Copy everything from the line containing "The client would like the metal rod" down to the line containing "[30,99,450,176]", both included, keeping the wording unchanged but scaling each bounding-box coordinate by 0.2 and rounding it to a whole number, halves up. Give only those lines.

— BEGIN Given data —

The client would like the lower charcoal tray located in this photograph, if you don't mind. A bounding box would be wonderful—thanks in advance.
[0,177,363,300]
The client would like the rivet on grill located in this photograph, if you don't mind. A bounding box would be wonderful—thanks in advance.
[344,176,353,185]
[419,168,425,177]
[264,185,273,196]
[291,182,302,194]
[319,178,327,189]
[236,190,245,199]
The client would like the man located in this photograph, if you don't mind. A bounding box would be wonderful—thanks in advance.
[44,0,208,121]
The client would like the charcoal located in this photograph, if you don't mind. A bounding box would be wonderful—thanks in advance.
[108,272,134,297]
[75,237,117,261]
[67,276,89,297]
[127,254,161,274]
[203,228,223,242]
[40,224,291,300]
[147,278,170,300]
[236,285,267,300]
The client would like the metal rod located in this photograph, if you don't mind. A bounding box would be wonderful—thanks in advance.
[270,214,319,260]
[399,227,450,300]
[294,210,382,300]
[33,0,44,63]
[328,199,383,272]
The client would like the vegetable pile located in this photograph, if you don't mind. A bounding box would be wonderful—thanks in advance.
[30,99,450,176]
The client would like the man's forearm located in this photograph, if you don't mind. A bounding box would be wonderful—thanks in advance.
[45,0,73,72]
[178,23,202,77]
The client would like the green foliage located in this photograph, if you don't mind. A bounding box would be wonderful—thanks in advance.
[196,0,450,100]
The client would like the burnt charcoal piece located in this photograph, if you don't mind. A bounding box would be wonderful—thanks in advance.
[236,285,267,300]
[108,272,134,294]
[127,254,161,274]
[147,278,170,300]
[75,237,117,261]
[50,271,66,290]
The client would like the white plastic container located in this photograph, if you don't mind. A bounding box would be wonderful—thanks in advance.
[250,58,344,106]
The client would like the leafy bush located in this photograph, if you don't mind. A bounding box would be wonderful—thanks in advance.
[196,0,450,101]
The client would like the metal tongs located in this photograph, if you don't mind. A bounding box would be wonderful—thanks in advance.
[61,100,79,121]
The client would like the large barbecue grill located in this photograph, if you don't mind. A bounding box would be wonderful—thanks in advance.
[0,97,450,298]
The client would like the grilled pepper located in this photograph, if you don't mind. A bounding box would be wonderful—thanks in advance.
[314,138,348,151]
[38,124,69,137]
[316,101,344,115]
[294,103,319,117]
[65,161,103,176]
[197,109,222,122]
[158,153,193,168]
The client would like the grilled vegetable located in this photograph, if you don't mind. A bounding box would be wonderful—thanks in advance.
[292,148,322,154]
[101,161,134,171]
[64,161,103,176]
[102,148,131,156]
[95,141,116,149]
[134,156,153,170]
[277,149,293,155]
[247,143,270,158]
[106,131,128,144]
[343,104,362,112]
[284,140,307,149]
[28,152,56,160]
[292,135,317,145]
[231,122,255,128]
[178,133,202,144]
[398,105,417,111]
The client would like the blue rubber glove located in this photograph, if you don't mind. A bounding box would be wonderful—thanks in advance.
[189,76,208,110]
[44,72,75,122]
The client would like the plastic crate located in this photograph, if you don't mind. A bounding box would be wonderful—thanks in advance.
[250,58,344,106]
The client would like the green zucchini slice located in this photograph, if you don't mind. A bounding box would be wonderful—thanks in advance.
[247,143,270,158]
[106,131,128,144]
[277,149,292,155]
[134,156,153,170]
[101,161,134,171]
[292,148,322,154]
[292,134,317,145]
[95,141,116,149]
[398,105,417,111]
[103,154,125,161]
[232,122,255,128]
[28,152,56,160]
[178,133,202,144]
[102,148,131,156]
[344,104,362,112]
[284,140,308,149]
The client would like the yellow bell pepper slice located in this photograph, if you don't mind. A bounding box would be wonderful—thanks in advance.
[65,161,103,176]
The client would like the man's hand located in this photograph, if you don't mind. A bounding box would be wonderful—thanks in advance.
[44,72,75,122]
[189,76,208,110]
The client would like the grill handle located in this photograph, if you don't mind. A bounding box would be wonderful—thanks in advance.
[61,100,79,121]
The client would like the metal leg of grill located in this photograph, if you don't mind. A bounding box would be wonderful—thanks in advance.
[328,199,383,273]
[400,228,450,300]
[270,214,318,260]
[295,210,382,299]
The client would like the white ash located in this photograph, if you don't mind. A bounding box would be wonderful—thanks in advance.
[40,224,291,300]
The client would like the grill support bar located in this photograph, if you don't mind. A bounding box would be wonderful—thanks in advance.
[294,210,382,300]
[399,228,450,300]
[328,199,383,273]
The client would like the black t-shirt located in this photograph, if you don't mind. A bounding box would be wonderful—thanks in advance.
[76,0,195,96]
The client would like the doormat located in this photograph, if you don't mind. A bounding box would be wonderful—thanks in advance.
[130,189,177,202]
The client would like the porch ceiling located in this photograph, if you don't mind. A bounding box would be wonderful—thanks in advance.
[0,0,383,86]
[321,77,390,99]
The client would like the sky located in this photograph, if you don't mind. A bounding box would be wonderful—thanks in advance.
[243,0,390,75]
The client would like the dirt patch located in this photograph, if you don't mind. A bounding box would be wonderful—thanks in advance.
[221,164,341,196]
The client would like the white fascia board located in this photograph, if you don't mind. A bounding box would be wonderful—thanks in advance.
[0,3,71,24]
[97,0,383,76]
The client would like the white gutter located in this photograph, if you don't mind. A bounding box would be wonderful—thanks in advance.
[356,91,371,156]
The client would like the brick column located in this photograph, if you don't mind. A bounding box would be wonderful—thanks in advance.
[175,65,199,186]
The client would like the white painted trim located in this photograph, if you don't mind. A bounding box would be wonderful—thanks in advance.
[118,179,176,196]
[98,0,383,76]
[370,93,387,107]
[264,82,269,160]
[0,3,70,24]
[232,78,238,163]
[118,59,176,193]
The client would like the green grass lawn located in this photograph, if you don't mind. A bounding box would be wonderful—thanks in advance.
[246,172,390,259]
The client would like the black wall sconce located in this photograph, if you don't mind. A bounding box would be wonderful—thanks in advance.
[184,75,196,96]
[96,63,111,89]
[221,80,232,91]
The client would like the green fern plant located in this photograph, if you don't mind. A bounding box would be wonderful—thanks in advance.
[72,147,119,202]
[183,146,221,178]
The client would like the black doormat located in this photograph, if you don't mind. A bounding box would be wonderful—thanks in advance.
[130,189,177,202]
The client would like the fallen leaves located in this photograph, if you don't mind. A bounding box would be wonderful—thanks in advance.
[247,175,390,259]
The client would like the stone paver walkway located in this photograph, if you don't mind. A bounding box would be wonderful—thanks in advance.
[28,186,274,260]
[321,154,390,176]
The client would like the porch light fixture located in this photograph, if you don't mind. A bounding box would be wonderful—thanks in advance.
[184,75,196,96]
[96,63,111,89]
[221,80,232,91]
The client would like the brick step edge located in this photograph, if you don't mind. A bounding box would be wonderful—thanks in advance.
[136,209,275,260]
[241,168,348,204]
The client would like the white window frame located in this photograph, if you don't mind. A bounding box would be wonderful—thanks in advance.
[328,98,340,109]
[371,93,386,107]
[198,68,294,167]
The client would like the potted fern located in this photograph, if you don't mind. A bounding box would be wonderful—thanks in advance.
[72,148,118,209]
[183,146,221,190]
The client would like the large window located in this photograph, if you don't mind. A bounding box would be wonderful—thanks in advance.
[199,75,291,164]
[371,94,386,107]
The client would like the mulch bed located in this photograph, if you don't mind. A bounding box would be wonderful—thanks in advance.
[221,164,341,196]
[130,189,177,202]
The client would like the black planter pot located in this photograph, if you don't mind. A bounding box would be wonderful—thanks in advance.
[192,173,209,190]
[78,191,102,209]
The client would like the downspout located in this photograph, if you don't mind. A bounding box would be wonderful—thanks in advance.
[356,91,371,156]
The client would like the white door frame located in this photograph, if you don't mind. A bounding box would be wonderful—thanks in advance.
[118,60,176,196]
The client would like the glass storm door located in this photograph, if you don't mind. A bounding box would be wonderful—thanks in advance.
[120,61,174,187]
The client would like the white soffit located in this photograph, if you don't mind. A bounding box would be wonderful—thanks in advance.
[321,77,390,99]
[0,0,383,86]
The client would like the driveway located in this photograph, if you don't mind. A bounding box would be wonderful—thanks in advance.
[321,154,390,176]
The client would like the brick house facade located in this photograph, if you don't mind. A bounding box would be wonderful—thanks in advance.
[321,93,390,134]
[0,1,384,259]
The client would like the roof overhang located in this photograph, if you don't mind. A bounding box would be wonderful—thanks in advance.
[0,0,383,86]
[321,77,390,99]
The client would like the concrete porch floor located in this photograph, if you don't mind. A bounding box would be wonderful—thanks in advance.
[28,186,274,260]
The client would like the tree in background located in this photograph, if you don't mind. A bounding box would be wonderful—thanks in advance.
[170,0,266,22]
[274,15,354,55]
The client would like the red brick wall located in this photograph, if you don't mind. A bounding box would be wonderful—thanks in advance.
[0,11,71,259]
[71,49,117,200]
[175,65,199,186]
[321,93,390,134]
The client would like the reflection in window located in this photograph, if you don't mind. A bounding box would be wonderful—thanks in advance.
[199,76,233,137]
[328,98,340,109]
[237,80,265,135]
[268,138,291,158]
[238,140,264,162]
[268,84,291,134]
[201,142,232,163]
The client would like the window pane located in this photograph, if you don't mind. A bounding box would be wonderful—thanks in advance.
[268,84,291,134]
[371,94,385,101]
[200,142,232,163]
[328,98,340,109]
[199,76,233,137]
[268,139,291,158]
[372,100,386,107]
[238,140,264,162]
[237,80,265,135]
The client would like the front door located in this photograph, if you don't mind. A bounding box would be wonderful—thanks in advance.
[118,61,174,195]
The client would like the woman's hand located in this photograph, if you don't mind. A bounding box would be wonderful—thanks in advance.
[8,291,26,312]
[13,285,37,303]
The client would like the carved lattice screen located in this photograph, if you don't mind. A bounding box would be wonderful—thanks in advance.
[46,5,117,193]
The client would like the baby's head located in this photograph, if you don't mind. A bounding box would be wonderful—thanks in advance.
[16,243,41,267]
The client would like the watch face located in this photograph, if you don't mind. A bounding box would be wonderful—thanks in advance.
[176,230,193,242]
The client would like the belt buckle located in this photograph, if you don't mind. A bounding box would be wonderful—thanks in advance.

— END Given data —

▶ _Full output_:
The client would like the metal rod located in this photograph, if you don't mind. A bounding box would be wonderful—thanks in advance.
[54,43,64,52]
[80,45,90,60]
[59,42,76,60]
[7,0,9,13]
[66,40,77,54]
The client would like the vegetable pile located in this photograph, if you don't mind. A bounding box would be wonderful—thanks in advance.
[6,20,90,35]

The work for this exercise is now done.